§ **Saved data entries**:
────────
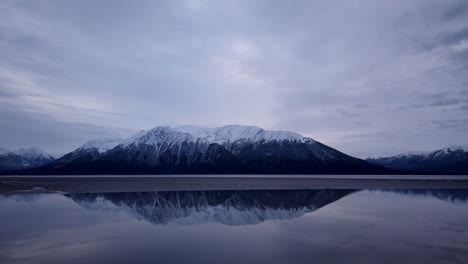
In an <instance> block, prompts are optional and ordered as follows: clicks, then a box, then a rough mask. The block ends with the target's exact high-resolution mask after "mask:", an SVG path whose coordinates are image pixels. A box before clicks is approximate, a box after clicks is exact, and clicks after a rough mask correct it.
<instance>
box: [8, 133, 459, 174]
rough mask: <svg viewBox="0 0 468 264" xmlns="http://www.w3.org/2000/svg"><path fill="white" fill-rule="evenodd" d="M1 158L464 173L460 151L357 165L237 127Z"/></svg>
mask: <svg viewBox="0 0 468 264" xmlns="http://www.w3.org/2000/svg"><path fill="white" fill-rule="evenodd" d="M0 154H1V155H0V170H2V171H4V172H3V174H8V173H14V174H237V173H239V174H402V173H447V174H466V173H468V166H467V161H468V158H467V157H468V153H467V152H466V151H465V150H464V149H462V148H448V149H443V150H438V151H435V152H432V153H427V154H404V155H403V154H402V155H398V156H393V157H380V158H368V159H367V160H361V159H358V158H354V157H351V156H349V155H346V154H344V153H342V152H340V151H338V150H336V149H333V148H331V147H328V146H326V145H324V144H322V143H320V142H318V141H316V140H313V139H311V138H308V137H304V136H301V135H300V134H297V133H294V132H289V131H268V130H264V129H262V128H259V127H255V126H240V125H229V126H223V127H218V128H205V127H195V126H181V127H175V128H171V127H167V126H159V127H154V128H152V129H149V130H142V131H140V132H138V133H136V134H135V135H133V136H131V137H128V138H107V139H101V140H92V141H89V142H87V143H86V144H84V145H82V146H81V147H79V148H78V149H76V150H74V151H72V152H70V153H68V154H65V155H63V156H62V157H61V158H58V159H54V158H53V157H52V156H51V155H49V154H47V153H45V152H43V151H41V150H39V149H37V148H31V149H26V150H20V151H6V150H5V151H4V150H2V151H1V152H0ZM5 171H6V172H5ZM12 171H14V172H12Z"/></svg>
────────
§ **Required work**: Reproduce the entries above exactly. Do not include the images.

§ **Answer to this problem**:
In an <instance> block, prompts are optional and ordered as follows: clicks, then a box, then a rough mask. The block ends with the target's exact high-resolution mask after "mask:", an SVG path whose coordinates are image pixels. A box before clicks is approximate, a box after clicks is exact, and clicks after a rough mask correct it.
<instance>
box: [8, 133, 459, 174]
rough mask: <svg viewBox="0 0 468 264" xmlns="http://www.w3.org/2000/svg"><path fill="white" fill-rule="evenodd" d="M1 158L464 173L460 151L357 165L237 127Z"/></svg>
mask: <svg viewBox="0 0 468 264" xmlns="http://www.w3.org/2000/svg"><path fill="white" fill-rule="evenodd" d="M0 154H1V155H0V170H2V171H4V172H3V174H8V173H14V174H237V173H239V174H402V173H447V174H466V173H468V166H467V161H468V158H467V157H468V153H467V152H466V151H465V150H464V149H462V148H448V149H443V150H438V151H435V152H432V153H427V154H404V155H403V154H402V155H398V156H393V157H380V158H368V159H367V160H361V159H358V158H354V157H351V156H349V155H346V154H344V153H342V152H340V151H338V150H336V149H333V148H331V147H328V146H326V145H324V144H322V143H320V142H318V141H316V140H313V139H311V138H308V137H304V136H301V135H300V134H297V133H294V132H289V131H268V130H264V129H262V128H259V127H255V126H240V125H229V126H223V127H218V128H205V127H195V126H181V127H175V128H171V127H167V126H159V127H154V128H152V129H149V130H142V131H140V132H138V133H136V134H135V135H133V136H131V137H128V138H107V139H101V140H92V141H89V142H87V143H86V144H84V145H82V146H81V147H79V148H78V149H76V150H74V151H72V152H70V153H68V154H65V155H63V156H62V157H61V158H58V159H54V158H53V157H52V156H51V155H49V154H47V153H45V152H43V151H41V150H39V149H37V148H31V149H26V150H20V151H6V150H5V151H4V150H2V151H1V152H0ZM5 171H6V172H5ZM12 171H14V172H12Z"/></svg>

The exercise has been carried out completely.